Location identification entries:
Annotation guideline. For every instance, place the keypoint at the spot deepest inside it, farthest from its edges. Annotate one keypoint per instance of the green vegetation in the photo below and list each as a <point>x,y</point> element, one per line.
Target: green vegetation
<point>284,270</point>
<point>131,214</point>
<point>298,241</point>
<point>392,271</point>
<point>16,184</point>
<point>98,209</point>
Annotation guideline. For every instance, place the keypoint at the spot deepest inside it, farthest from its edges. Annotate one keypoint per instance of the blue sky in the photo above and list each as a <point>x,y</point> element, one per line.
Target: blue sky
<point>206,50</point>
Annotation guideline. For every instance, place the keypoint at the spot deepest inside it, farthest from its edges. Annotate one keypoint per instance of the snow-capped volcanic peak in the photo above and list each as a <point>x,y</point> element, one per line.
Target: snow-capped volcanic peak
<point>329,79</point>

• [Given task] Express all of the entries above as a two-column CSV with the columns request and answer, one row per entry. Put each value in a single quoted field, and replace any line breaks with spaces.

• [Task output]
request,answer
"Annotation guideline. For every instance, place the keypoint at the spot deepest inside it, farthest from its edges. Annotate one keypoint per instance of the green vegetation in the photo below and list each as a <point>x,y</point> element, one per line. Target: green vegetation","<point>284,270</point> <point>131,214</point> <point>298,241</point> <point>392,271</point> <point>16,184</point> <point>98,209</point>"
"Annotation guideline. For every instance, place the keypoint at the spot deepest inside it, farthest from its edges. Annotate one keypoint per instance of the blue sky in the photo above and list each as a <point>x,y</point> element, one per line. Target: blue sky","<point>206,50</point>"
"Annotation guideline. For every instance, place the keypoint at the spot deepest inside it, farthest from its edges. Annotate one keypoint per instance of the snow-capped volcanic peak in the photo above and list each as a <point>x,y</point> element, one per line. Target: snow-capped volcanic peak","<point>329,79</point>"